## WHAT YOU WILL DO:
Count the lines in the listing below that contain the word "bromeliad" and give only that number.

## DATASET RECORDS:
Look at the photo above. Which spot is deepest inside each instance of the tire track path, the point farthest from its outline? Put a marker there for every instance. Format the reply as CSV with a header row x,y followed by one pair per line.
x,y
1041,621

* * *

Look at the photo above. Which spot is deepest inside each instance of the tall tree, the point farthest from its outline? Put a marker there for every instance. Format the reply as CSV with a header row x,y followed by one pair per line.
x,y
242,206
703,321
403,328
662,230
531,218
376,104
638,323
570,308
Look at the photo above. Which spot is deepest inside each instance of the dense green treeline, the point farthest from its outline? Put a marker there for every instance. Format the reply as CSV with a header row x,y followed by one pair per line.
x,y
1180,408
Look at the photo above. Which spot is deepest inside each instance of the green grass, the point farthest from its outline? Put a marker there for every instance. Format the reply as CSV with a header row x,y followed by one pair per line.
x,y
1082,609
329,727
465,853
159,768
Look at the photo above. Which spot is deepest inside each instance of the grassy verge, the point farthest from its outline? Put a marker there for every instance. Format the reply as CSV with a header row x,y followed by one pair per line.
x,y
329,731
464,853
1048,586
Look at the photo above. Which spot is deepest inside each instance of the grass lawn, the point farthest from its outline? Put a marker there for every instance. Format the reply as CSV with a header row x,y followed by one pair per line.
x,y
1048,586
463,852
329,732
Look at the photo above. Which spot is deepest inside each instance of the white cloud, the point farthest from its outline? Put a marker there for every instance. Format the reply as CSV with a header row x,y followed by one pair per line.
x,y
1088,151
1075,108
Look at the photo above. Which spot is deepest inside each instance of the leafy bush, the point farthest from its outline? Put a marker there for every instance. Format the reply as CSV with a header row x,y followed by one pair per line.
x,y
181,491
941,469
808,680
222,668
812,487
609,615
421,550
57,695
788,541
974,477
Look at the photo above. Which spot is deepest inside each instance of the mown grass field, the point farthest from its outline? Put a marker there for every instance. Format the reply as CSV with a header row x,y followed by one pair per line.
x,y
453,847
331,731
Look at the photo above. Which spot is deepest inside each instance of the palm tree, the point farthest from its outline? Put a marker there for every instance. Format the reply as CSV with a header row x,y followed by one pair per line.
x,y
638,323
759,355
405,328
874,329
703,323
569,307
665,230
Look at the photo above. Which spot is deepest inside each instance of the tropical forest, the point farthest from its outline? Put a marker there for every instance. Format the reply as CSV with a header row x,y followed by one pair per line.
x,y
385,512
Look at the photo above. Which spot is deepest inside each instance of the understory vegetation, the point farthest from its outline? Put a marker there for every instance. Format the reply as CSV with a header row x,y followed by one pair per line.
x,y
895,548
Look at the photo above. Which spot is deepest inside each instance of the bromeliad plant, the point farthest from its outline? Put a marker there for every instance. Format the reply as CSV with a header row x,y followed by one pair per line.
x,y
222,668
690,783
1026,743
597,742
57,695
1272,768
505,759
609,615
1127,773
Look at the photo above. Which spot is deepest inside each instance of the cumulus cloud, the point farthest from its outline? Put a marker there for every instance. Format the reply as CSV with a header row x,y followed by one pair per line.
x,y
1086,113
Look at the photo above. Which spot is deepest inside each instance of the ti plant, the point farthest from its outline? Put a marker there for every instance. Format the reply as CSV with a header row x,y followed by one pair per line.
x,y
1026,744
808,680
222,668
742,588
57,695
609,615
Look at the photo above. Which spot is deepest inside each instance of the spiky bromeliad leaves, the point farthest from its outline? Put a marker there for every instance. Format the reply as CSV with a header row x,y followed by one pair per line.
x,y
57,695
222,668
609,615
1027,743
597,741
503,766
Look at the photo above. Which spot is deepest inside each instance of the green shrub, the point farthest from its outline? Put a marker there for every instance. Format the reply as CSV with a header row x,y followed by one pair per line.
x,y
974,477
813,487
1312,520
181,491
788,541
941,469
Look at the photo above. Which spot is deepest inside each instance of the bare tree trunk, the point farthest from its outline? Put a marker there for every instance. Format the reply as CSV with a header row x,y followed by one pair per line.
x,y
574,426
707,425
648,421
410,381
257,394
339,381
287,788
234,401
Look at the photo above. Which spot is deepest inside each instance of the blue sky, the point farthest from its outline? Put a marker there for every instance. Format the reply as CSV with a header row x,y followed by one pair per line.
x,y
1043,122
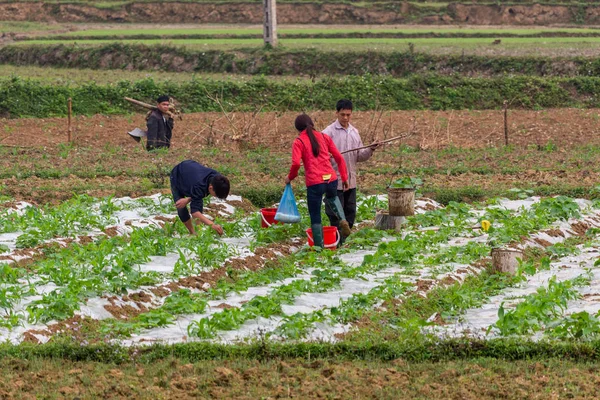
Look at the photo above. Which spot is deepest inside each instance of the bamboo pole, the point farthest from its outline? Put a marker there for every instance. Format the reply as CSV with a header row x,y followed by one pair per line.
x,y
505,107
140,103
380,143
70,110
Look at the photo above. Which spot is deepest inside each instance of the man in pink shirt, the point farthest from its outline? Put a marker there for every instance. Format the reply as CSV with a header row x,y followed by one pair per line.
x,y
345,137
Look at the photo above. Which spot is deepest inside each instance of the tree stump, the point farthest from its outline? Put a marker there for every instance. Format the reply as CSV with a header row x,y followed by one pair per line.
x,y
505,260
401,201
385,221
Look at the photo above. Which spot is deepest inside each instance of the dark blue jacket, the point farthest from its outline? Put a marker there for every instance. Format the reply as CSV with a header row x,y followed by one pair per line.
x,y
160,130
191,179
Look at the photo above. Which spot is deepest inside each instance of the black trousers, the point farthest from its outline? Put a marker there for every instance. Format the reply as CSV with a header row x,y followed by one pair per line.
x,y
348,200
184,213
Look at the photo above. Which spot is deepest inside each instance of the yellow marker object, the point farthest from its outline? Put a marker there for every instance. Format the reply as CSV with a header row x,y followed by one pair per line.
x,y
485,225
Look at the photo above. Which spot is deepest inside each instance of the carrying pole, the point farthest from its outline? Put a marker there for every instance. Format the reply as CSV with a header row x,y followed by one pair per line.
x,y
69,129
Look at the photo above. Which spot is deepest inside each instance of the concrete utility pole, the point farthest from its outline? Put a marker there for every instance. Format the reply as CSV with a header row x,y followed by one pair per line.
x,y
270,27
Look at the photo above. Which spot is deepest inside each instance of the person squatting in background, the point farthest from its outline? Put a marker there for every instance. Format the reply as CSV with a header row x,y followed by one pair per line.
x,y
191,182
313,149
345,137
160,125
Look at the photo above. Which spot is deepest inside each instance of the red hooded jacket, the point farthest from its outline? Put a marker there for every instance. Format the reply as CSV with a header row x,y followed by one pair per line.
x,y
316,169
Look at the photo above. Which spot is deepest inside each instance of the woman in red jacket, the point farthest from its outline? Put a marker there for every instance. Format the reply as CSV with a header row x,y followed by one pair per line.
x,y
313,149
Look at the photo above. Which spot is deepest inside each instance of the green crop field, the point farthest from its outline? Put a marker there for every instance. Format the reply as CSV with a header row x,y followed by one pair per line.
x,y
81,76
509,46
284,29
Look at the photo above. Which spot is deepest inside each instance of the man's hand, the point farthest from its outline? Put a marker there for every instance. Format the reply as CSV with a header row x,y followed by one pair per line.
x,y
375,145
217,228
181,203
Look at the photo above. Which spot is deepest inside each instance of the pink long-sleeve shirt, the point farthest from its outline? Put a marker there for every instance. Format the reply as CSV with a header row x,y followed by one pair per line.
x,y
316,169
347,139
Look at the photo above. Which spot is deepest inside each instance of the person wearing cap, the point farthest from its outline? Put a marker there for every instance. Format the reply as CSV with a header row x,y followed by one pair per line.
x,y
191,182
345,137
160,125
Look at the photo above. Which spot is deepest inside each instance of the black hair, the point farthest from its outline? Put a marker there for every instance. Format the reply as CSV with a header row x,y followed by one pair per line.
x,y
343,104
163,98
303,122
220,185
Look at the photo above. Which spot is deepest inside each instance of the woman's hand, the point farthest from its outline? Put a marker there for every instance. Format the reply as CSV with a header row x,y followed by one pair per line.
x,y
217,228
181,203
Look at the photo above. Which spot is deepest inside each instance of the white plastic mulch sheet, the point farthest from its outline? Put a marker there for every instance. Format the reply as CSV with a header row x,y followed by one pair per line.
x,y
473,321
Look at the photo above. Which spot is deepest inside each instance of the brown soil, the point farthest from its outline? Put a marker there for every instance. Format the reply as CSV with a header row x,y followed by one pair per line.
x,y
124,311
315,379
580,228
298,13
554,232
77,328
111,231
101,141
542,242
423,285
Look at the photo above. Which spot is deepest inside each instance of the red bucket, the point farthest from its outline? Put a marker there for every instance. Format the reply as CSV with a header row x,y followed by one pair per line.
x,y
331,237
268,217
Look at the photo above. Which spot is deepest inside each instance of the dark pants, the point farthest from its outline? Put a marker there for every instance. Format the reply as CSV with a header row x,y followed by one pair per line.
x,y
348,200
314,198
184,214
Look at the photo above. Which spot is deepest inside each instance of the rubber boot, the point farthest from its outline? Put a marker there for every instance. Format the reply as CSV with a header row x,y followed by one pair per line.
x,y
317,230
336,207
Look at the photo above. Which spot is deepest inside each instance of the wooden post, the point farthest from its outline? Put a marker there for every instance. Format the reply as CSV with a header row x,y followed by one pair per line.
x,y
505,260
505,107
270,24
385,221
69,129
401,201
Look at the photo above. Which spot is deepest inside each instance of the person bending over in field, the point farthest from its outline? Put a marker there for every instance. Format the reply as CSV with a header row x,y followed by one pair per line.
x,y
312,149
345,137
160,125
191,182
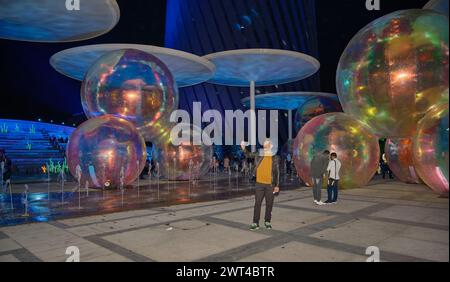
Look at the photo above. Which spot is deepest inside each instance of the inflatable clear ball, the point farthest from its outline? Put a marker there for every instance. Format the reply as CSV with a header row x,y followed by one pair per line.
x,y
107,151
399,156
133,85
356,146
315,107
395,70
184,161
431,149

## TASK SOLUTION:
2